Strainphlan Error: No matching key/data pair found

Hi Everybody,

I hope you can help me. I am pretty new in metagenomic analysis and currently trying to understand the biobakery tools and especially to apply them.

I am currently into one error using Strainphlan which is can not solve.

For a small set of 4 samples I generate .pkl files using the following command

sample2markers.py -i sams/*.sam.bz2 -o consensus_markers -n 8

I tried to further use strainphlan to generate a tree file and an alignment.

strainphlan -s consensus_markers/*.pkl -m db_markers/s__Faecalibacterium_prausnitzii.fna -r eference_genomes/G000273725.fna -o output -n 8 -c s__Faecalibacterium_prausnitzii --mutation_rates

I am then runnign into an error
Mon Apr 19 07:10:52 2021: Start StrainPhlAn 3.0 execution
Mon Apr 19 07:10:52 2021: Creating temporary directory…
Mon Apr 19 07:10:53 2021: Done.
Mon Apr 19 07:10:53 2021: Getting markers from main sample files…
Mon Apr 19 07:10:59 2021: Done.
Mon Apr 19 07:10:59 2021: Getting markers from main reference files…Warning: [blastn] Examining 5 or more matches is recommended
Error: mdb_dbi_open: MDB_NOTFOUND: No matching key/data pair found

Mon Apr 19 07:11:50 2021: Done.
Mon Apr 19 07:11:50 2021: Removing bad markers / samples…
[e] Phylogeny can not be inferred. Too many samples were discarded
Mon Apr 19 07:11:50 2021: Stop StrainPhlAn 3.0 execution.

I hope you can help me with this issue.

Thank you very much for your help!!

Best
Sandra

Hi @sarei
Thanks for getting in touch.
From you output it looks like StrainPhlAn is not able to reconstruct enough F. prausnitzii markers in your samples to infer the phylogeny. If StrainPhlAn is not able to reconstruct enough clade-specific markers from a sample (by default 20 markers) that sample will be discarded (this behaviour can be modified by using the --sample_with_n_markers parameter). Moreover, the mininum amount of filtered samples to run the phylogeny is 4, so in case one of your samples was discarded you will not be able to build the tree. If you use the option --print_clades_only StrainPhlAn will tell you the clades it is able to reconstruct with the specified parameters, e.g:
strainphlan -s consensus_markers/*.pkl -m db_markers/s__Faecalibacterium_prausnitzii.fna -r eference_genomes/G000273725.fna -o output -n 8 -c s__Faecalibacterium_prausnitzii --print_clades_only
I hope this helps

----

● **Brief 1**:
Answer these questions about the StrainPhlAn thread:
(a) How many samples are in the set used to generate the .pkl files?
(b) By default, how many clade-specific markers must StrainPhlAn reconstruct from a sample to keep it?
(c) Which option makes StrainPhlAn report the clades it can reconstruct with the given parameters?
● **Brief 2**:
Copy word for word the stretch of the StrainPhlAn thread from "Mon Apr 19 07:10:59 2021: Getting" through "for your help!!".
● **Brief 3**:
List every distinct command-line option in the StrainPhlAn thread that begins with two hyphens.

Saved entries
----

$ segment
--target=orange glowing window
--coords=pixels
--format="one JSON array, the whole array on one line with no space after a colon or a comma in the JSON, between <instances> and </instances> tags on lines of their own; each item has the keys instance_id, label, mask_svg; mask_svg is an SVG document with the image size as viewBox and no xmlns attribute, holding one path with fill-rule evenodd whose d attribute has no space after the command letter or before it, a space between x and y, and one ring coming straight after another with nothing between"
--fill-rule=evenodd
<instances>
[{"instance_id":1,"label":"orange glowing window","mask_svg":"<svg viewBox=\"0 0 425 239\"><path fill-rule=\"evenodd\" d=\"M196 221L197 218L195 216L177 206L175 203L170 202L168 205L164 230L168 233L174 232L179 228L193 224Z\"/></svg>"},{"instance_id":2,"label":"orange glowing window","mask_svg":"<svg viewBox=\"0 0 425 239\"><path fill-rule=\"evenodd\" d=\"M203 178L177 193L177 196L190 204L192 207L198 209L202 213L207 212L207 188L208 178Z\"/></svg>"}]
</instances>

----

● **Result 1**:
(a) 4
(b) 20
(c) --print_clades_only

● **Result 2**:
Mon Apr 19 07:10:59 2021: Getting markers from main reference files…Warning: [blastn] Examining 5 or more matches is recommended
Error: mdb_dbi_open: MDB_NOTFOUND: No matching key/data pair found

Mon Apr 19 07:11:50 2021: Done.
Mon Apr 19 07:11:50 2021: Removing bad markers / samples…
[e] Phylogeny can not be inferred. Too many samples were discarded
Mon Apr 19 07:11:50 2021: Stop StrainPhlAn 3.0 execution.

I hope you can help me with this issue.

Thank you very much for your help!!

● **Result 3**:
--mutation_rates
--sample_with_n_markers
--print_clades_only